# EXERCISE DIRECTIONS:
Find each line of the material below that contains the string "must" and copy those lines out in full.

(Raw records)
^^^^
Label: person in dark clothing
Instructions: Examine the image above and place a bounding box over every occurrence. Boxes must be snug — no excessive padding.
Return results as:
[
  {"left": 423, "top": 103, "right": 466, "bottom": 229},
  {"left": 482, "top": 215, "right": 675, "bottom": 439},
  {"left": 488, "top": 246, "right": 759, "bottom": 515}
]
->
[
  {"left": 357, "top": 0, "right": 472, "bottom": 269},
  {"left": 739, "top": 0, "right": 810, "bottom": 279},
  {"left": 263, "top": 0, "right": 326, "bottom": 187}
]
^^^^
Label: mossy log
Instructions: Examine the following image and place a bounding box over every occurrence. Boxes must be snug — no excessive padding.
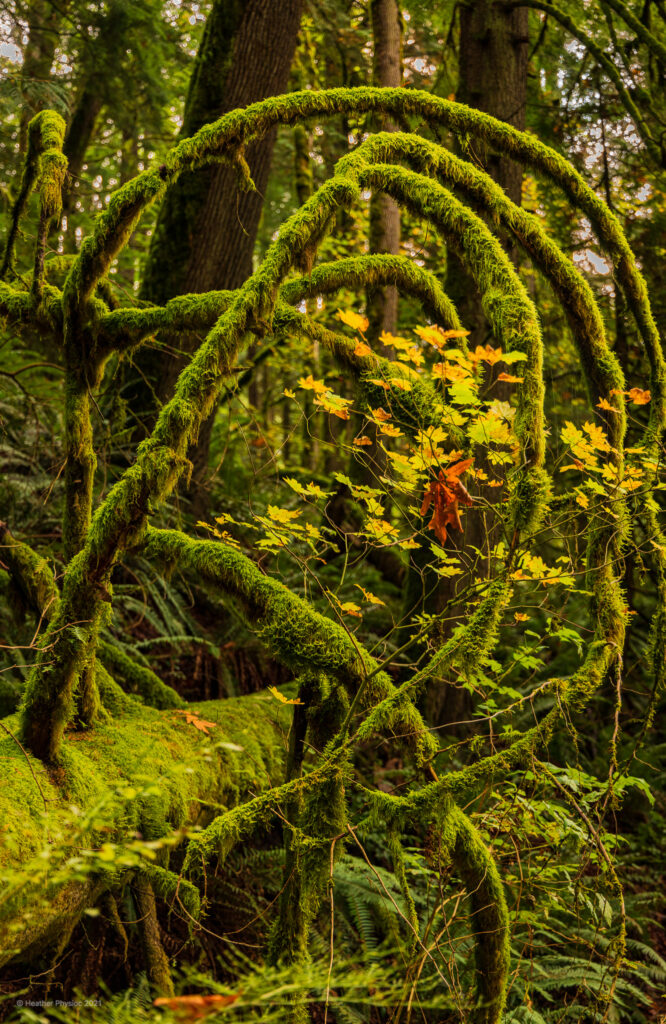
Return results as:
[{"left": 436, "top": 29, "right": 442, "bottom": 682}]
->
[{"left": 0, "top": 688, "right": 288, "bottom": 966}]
^^^^
# EXERCISE RESULT:
Instructions: Examine the image above and place a bounding box over every occurrence. Boxes must be snug — no excessive padding.
Instructions: Examine the following image and place a bounding box over every occurrence. Boxes must be snug — no excessive padding.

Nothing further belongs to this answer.